> [GIVEN TASK]
Copy out the whole listing exactly as written, leaving the pictures behind.

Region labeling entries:
──────────────────────────────

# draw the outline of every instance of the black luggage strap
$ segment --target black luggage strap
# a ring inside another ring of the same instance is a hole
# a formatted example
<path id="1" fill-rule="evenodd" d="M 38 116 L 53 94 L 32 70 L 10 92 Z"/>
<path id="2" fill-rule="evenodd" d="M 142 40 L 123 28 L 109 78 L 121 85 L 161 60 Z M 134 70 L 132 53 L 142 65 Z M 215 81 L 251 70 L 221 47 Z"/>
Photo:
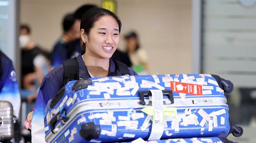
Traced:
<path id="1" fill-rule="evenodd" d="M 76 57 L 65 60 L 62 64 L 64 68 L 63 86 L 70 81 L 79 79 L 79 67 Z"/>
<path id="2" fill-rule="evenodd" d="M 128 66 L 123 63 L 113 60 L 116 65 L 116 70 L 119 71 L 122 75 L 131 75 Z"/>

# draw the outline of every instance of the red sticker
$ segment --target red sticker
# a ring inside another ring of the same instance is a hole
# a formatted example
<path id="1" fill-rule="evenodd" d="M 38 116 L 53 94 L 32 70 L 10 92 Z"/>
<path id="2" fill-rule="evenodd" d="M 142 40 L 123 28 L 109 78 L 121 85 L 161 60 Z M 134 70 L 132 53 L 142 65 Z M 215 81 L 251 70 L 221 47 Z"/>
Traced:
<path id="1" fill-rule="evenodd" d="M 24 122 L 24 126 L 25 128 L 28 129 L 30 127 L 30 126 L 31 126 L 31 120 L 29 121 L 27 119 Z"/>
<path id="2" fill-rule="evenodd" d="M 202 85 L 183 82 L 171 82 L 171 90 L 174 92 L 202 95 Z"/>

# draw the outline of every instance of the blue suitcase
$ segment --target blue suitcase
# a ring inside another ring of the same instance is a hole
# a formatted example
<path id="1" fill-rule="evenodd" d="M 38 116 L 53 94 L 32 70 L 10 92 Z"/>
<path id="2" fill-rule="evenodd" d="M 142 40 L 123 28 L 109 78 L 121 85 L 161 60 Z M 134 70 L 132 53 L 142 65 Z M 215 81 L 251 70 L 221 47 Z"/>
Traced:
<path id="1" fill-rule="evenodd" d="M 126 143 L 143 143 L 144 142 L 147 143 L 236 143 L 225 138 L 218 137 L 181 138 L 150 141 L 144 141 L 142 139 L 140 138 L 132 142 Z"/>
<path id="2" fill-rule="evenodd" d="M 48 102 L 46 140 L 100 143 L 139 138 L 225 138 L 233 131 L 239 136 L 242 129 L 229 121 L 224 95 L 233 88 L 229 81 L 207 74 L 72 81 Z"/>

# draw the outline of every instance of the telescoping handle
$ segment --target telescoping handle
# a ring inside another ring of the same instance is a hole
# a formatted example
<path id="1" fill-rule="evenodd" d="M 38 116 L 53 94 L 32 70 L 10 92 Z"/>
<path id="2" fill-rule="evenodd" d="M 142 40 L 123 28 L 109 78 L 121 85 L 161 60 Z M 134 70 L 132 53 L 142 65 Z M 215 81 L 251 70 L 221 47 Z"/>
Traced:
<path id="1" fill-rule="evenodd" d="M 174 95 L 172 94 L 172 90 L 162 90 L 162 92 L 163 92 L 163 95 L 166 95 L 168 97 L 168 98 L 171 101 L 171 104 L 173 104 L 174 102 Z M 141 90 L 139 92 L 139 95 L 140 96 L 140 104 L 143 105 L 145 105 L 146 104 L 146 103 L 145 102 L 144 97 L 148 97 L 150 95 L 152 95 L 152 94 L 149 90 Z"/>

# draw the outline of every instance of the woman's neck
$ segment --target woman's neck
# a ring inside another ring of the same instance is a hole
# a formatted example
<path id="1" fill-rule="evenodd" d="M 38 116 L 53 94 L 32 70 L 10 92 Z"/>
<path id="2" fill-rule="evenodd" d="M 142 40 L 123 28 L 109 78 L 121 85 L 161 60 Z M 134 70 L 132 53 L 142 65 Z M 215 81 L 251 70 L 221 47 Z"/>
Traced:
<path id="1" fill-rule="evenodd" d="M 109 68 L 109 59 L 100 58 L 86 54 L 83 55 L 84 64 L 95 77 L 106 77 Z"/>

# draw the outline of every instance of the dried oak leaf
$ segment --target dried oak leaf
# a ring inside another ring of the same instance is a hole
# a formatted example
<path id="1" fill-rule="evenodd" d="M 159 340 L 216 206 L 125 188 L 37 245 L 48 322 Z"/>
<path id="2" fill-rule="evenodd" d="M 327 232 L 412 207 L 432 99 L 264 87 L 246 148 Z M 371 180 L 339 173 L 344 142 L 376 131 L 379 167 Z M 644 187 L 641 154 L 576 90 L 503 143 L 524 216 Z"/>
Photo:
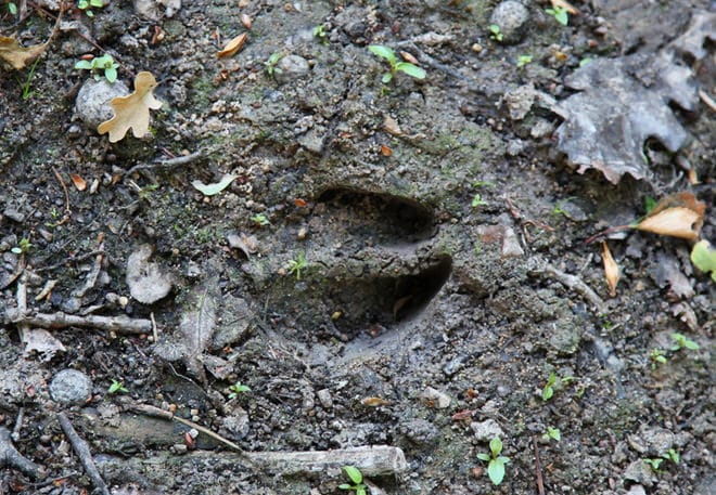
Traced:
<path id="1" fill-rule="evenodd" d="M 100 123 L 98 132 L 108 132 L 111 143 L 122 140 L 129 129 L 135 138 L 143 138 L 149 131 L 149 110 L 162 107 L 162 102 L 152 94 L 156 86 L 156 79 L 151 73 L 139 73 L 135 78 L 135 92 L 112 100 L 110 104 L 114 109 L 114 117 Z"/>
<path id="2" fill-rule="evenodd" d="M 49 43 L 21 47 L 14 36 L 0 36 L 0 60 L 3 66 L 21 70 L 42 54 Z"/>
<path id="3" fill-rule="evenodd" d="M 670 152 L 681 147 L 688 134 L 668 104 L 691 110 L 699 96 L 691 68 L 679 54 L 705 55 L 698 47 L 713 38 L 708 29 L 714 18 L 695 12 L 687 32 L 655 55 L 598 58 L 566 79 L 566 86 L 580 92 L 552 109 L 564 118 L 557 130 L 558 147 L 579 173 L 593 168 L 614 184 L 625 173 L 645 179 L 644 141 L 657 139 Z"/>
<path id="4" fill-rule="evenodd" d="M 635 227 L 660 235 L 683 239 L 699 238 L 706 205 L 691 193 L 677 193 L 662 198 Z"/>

──────────────────────────────

> [ANSWER TO THE PROBLEM]
# draw the outline of every instance of the black luggage strap
$ segment --target black luggage strap
# a ring inside another ring of the same instance is a hole
# a formatted example
<path id="1" fill-rule="evenodd" d="M 38 116 L 53 94 L 32 70 L 10 92 Z"/>
<path id="2" fill-rule="evenodd" d="M 142 40 L 123 28 L 109 78 L 121 85 L 161 60 Z M 134 70 L 132 53 L 142 65 Z M 215 81 L 251 70 L 221 47 Z"/>
Photo:
Traced:
<path id="1" fill-rule="evenodd" d="M 76 57 L 65 60 L 62 64 L 64 68 L 63 86 L 70 81 L 79 79 L 79 67 Z"/>
<path id="2" fill-rule="evenodd" d="M 128 66 L 123 63 L 113 60 L 116 65 L 116 70 L 119 71 L 122 75 L 131 75 Z"/>

# draw the outline of every instance of the red sticker
$ segment --target red sticker
# a ring inside another ring of the same instance is a hole
# a formatted example
<path id="1" fill-rule="evenodd" d="M 38 116 L 53 94 L 32 70 L 10 92 Z"/>
<path id="2" fill-rule="evenodd" d="M 142 40 L 123 28 L 109 78 L 121 85 L 161 60 Z M 134 70 L 132 53 L 142 65 Z M 215 81 L 251 70 L 221 47 Z"/>
Traced:
<path id="1" fill-rule="evenodd" d="M 24 122 L 24 126 L 25 128 L 28 129 L 30 127 L 30 126 L 31 126 L 31 120 L 29 121 L 27 119 Z"/>
<path id="2" fill-rule="evenodd" d="M 202 85 L 183 82 L 171 82 L 171 90 L 174 92 L 202 95 Z"/>

# draw the outline of every instance of the blue suitcase
$ segment --target blue suitcase
# a ring inside another ring of the same instance is a hole
# a formatted example
<path id="1" fill-rule="evenodd" d="M 38 116 L 53 94 L 32 70 L 10 92 Z"/>
<path id="2" fill-rule="evenodd" d="M 142 40 L 123 28 L 109 78 L 121 85 L 161 60 Z M 134 70 L 132 53 L 142 65 Z M 215 81 L 251 70 L 221 47 Z"/>
Traced:
<path id="1" fill-rule="evenodd" d="M 126 143 L 143 143 L 144 142 L 147 143 L 236 143 L 225 138 L 218 137 L 181 138 L 150 141 L 144 141 L 142 139 L 140 138 L 132 142 Z"/>
<path id="2" fill-rule="evenodd" d="M 48 102 L 46 140 L 100 143 L 139 138 L 225 138 L 233 131 L 239 136 L 242 129 L 229 121 L 224 95 L 233 88 L 229 81 L 207 74 L 72 81 Z"/>

# draw the outline of every instance of the telescoping handle
$ segment --target telescoping handle
# a ring inside another ring of the same instance is a hole
# a formatted example
<path id="1" fill-rule="evenodd" d="M 38 116 L 53 94 L 32 70 L 10 92 Z"/>
<path id="2" fill-rule="evenodd" d="M 142 40 L 123 28 L 109 78 L 121 85 L 161 60 Z M 134 70 L 132 53 L 142 65 Z M 215 81 L 251 70 L 221 47 Z"/>
Traced:
<path id="1" fill-rule="evenodd" d="M 174 95 L 172 94 L 172 90 L 162 90 L 162 92 L 163 92 L 163 95 L 166 95 L 168 97 L 168 98 L 171 101 L 171 104 L 173 104 L 174 102 Z M 141 90 L 139 92 L 139 95 L 140 96 L 140 104 L 143 105 L 145 105 L 146 104 L 146 103 L 145 102 L 144 97 L 148 97 L 150 95 L 152 95 L 152 94 L 149 90 Z"/>

# draw the outline of every instance of the woman's neck
$ segment --target woman's neck
# a ring inside another ring of the same instance is a hole
# a formatted example
<path id="1" fill-rule="evenodd" d="M 38 116 L 53 94 L 32 70 L 10 92 Z"/>
<path id="2" fill-rule="evenodd" d="M 142 40 L 123 28 L 109 78 L 121 85 L 161 60 Z M 134 70 L 132 53 L 142 65 Z M 215 81 L 251 70 L 221 47 Z"/>
Traced:
<path id="1" fill-rule="evenodd" d="M 109 68 L 109 59 L 100 58 L 86 54 L 83 55 L 84 64 L 95 77 L 106 77 Z"/>

# draw the outline of every instance of the dried oak leaf
$ segment --target dried oak leaf
# a ring inside another ring of the same instance is a hole
# a formatted example
<path id="1" fill-rule="evenodd" d="M 159 340 L 216 206 L 125 188 L 37 245 L 48 322 Z"/>
<path id="2" fill-rule="evenodd" d="M 327 232 L 412 207 L 432 99 L 264 87 L 246 148 Z M 371 180 L 339 173 L 344 142 L 376 131 L 379 167 Z M 644 187 L 641 154 L 576 90 L 503 143 L 524 216 Z"/>
Photo:
Traced:
<path id="1" fill-rule="evenodd" d="M 100 123 L 98 132 L 108 132 L 111 143 L 122 140 L 129 129 L 135 138 L 143 138 L 149 131 L 149 110 L 162 107 L 162 102 L 152 94 L 156 86 L 156 79 L 151 73 L 139 73 L 135 78 L 135 92 L 112 100 L 110 104 L 114 109 L 114 117 Z"/>
<path id="2" fill-rule="evenodd" d="M 49 43 L 21 47 L 14 36 L 0 36 L 0 60 L 3 66 L 21 70 L 42 54 Z"/>
<path id="3" fill-rule="evenodd" d="M 670 152 L 681 147 L 688 134 L 668 104 L 691 110 L 699 96 L 691 68 L 679 54 L 705 55 L 698 47 L 713 38 L 708 29 L 714 18 L 695 12 L 687 32 L 655 55 L 598 58 L 566 79 L 566 86 L 580 92 L 552 109 L 564 118 L 557 130 L 558 147 L 579 173 L 593 168 L 614 184 L 625 173 L 645 179 L 644 141 L 657 139 Z"/>
<path id="4" fill-rule="evenodd" d="M 635 227 L 660 235 L 683 239 L 699 238 L 706 205 L 691 193 L 677 193 L 662 198 Z"/>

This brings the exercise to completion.